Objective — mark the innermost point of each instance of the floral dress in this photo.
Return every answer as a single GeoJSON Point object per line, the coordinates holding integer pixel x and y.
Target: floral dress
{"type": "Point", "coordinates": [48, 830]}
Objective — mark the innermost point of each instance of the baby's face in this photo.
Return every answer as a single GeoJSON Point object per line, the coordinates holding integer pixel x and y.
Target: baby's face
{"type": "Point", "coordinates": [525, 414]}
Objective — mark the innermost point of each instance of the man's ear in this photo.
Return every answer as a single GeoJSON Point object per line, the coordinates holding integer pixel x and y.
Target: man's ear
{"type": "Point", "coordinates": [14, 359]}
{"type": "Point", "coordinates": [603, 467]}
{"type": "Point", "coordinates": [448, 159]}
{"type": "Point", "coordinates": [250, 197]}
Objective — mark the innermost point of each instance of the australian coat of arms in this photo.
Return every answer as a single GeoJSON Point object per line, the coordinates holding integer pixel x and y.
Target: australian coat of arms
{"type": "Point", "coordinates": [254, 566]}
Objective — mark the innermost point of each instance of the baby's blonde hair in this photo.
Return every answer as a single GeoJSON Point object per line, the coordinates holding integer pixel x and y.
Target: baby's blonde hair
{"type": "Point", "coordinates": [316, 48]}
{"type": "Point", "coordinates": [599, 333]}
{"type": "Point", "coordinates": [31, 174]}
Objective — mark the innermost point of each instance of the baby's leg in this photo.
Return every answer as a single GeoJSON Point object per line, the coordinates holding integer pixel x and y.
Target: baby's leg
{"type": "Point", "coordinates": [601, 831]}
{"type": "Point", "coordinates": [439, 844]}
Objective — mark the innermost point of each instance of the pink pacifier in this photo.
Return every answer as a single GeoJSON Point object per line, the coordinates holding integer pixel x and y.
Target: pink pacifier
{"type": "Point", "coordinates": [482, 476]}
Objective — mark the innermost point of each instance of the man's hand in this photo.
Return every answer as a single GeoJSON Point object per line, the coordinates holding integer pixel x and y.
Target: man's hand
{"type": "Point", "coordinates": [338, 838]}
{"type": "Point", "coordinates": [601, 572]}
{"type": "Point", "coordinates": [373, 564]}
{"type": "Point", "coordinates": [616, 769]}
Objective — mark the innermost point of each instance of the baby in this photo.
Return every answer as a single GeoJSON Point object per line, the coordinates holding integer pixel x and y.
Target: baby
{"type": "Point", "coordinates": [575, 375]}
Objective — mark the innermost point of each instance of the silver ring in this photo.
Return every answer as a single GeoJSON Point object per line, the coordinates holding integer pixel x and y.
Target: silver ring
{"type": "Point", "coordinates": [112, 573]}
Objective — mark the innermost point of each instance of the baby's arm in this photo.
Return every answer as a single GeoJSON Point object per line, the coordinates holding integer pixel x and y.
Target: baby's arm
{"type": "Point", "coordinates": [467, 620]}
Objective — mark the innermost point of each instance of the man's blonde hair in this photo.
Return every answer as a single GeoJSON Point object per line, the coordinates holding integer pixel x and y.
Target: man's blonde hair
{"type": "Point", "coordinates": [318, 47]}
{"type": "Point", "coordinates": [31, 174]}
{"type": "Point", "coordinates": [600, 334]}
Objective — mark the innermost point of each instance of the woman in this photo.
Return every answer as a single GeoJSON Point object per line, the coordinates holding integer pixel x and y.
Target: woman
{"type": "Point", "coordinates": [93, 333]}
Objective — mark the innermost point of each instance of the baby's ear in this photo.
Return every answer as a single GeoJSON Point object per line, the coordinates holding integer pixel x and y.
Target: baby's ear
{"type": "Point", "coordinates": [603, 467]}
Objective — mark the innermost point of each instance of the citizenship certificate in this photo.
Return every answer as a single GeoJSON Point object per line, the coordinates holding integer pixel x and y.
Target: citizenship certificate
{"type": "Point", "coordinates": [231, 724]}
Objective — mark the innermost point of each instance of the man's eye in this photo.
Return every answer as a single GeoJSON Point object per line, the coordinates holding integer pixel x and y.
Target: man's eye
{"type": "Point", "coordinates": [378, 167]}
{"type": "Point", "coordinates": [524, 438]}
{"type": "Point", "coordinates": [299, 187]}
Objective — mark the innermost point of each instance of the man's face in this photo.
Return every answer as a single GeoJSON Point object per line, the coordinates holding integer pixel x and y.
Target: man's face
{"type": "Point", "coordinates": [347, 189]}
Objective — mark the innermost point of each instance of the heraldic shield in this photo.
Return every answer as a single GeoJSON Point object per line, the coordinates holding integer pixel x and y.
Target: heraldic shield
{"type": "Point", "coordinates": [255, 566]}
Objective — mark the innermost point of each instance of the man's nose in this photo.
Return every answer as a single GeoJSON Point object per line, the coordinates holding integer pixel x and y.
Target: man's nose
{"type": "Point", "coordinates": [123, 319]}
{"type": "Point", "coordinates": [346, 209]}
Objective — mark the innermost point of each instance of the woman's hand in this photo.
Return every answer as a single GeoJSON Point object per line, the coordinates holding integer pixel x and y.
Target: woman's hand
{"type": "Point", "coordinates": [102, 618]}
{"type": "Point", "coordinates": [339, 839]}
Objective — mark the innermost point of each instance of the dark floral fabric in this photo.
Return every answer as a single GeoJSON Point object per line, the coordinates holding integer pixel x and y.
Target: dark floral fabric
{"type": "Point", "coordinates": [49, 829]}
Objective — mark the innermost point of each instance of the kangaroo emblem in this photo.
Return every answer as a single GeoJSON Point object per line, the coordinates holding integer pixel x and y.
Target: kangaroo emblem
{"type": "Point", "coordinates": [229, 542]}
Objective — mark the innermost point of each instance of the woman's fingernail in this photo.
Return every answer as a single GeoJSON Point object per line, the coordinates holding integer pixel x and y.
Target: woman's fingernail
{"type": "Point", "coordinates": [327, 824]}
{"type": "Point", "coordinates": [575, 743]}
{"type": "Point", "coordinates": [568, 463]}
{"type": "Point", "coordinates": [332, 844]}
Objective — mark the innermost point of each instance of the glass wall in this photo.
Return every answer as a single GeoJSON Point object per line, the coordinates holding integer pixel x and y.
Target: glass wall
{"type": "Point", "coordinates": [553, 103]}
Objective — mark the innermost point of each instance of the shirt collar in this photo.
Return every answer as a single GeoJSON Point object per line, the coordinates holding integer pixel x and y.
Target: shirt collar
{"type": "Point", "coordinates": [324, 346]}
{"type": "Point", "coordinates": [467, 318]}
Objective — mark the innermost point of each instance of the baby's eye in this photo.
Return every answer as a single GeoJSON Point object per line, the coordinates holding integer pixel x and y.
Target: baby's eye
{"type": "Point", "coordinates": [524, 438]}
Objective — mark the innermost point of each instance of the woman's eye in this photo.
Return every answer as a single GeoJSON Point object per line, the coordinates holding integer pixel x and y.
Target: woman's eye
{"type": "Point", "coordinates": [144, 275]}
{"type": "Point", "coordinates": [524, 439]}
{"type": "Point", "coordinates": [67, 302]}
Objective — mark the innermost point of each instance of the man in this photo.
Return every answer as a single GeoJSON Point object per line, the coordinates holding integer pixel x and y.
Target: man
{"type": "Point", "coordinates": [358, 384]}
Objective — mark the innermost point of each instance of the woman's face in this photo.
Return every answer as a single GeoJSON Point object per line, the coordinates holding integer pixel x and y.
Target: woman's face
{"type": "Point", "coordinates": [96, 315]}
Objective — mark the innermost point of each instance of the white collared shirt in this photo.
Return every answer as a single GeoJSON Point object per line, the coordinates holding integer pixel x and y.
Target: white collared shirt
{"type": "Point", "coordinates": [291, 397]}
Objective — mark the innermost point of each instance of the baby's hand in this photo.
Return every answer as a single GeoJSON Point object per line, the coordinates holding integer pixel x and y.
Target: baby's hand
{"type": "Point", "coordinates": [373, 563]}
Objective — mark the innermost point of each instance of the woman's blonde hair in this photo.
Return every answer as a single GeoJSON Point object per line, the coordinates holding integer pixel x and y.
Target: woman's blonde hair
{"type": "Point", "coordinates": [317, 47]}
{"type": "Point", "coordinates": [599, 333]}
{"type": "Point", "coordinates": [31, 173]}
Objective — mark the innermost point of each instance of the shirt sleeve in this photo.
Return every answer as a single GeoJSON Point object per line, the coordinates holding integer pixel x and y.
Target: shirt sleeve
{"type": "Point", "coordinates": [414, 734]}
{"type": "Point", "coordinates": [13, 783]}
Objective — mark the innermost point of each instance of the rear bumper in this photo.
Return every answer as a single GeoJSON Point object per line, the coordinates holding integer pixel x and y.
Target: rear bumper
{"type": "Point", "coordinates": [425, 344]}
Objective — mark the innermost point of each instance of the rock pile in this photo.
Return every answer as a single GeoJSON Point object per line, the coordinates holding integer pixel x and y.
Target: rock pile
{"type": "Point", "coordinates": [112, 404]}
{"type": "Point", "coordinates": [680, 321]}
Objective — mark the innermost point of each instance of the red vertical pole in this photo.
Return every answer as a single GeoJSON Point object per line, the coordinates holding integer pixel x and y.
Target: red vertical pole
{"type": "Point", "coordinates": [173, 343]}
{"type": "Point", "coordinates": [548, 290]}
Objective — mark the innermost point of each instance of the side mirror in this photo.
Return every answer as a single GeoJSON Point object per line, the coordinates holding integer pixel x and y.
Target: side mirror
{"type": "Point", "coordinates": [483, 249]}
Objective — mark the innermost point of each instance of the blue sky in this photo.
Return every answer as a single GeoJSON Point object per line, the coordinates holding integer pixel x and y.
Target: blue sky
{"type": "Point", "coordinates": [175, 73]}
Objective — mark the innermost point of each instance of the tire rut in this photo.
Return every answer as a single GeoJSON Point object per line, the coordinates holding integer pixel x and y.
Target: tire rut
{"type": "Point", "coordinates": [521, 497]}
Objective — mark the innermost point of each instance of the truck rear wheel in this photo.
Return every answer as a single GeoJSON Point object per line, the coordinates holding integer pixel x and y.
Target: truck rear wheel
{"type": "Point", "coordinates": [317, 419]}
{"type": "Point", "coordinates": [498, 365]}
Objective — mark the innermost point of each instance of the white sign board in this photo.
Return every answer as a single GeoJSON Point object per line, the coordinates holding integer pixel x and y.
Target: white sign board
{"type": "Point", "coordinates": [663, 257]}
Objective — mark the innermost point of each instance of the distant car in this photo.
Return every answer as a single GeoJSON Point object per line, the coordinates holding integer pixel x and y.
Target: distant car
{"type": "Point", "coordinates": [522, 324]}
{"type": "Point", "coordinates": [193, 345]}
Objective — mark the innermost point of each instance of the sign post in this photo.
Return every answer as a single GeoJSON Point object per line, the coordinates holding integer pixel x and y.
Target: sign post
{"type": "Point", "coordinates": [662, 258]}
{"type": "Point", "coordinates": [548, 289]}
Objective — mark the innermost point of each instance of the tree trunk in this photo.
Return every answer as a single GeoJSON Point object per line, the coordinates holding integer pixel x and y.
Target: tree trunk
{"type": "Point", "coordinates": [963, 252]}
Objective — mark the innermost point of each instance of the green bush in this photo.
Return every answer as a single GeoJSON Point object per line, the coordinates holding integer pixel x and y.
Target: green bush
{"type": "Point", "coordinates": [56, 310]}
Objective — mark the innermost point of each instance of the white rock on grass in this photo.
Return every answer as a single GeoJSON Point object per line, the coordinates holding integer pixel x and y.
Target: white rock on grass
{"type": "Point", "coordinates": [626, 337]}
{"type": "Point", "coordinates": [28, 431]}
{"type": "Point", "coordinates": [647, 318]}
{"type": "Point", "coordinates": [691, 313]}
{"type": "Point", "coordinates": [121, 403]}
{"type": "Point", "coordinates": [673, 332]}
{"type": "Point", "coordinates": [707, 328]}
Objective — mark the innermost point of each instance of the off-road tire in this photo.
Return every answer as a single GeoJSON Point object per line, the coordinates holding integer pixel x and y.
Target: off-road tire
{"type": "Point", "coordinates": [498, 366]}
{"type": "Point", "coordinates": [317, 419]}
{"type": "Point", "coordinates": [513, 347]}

§ YOUR INSTRUCTIONS
Please quote exactly the lines from the one containing "grass in this photo." through the last line of the records above, both included, and nothing else.

§ WRITTEN SOLUTION
Objective — mark the innermost point of each instance of the white rock on grass in this photo.
Return every answer as a single GeoJSON Point object per line, the coordinates holding integer pixel x and y.
Target: white rock on grass
{"type": "Point", "coordinates": [626, 337]}
{"type": "Point", "coordinates": [28, 431]}
{"type": "Point", "coordinates": [647, 318]}
{"type": "Point", "coordinates": [691, 313]}
{"type": "Point", "coordinates": [121, 403]}
{"type": "Point", "coordinates": [673, 332]}
{"type": "Point", "coordinates": [707, 328]}
Objective — mark the innermost point of each instance of the off-road tire in this photo.
Return every answer as a single GeoJSON Point object per line, the coordinates holding integer pixel x and y.
Target: off-road tire
{"type": "Point", "coordinates": [498, 366]}
{"type": "Point", "coordinates": [317, 419]}
{"type": "Point", "coordinates": [513, 347]}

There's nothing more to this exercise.